- **Directive**
Change the material below so that every "marker" becomes "dot", keeping everything else the same.

┄┄┄┄┄┄┄┄┄┄┄┄┄┄┄┄┄┄┄┄

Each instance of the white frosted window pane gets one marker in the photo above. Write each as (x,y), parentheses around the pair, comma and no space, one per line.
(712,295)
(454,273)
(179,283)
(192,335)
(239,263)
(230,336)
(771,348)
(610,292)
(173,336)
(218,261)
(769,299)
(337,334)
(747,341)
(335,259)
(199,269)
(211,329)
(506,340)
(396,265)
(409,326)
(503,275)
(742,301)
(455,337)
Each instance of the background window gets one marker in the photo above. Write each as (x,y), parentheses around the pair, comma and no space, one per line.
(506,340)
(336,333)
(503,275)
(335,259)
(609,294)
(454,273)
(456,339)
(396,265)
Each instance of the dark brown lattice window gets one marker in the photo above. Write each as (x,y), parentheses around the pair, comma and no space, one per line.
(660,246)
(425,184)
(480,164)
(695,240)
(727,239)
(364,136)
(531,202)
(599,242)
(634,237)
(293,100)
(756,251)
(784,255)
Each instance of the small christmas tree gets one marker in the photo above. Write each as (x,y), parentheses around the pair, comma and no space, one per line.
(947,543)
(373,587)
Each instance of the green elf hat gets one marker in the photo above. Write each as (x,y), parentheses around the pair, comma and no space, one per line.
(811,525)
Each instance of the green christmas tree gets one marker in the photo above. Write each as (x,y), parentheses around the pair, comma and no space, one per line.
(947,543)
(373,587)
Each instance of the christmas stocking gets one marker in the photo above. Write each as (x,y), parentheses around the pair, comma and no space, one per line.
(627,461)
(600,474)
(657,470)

┄┄┄┄┄┄┄┄┄┄┄┄┄┄┄┄┄┄┄┄

- **Full output**
Each instance of the white frosted window pane gets one dot in the photo above. Write each as (x,y), parentheses around the pair, comma and no space, one per line.
(712,295)
(454,273)
(179,283)
(192,335)
(239,263)
(230,336)
(771,348)
(610,292)
(173,336)
(218,261)
(769,299)
(337,334)
(747,341)
(335,259)
(199,269)
(211,329)
(506,340)
(396,265)
(409,326)
(503,275)
(742,301)
(455,337)
Each instance of the background window gets one dot in the photo above. Write each as (x,y), parentheses around the pair, comma and no space, one per line.
(506,340)
(336,333)
(503,275)
(335,259)
(609,294)
(454,273)
(456,339)
(396,265)
Each instance of the dark brown lattice window gets one dot in the photo above. Write each as (x,y), parentheses around the pair, comma and no space, one per line.
(660,246)
(425,184)
(480,164)
(695,240)
(727,239)
(364,136)
(531,202)
(599,242)
(634,237)
(293,100)
(756,251)
(784,255)
Each instance of the small christmas tree gets one dot in the photo above. Write each as (x,y), parentheses around the pair, comma and no space, one per line.
(947,543)
(373,587)
Each instance of the green elf hat gets one dot in the photo above. Write each as (x,y), parentheses around the pair, comma and no space, one per line.
(811,525)
Each instance of the green christmas tree gets one dot in the photo above. Write each as (x,y), parentheses around the pair, comma and no space, one per line.
(947,543)
(373,587)
Each instance of the christmas stocking gets one dot in the photo above. Write each as (x,y), parentheses around the pair, comma and no space, one per line.
(627,461)
(600,474)
(657,470)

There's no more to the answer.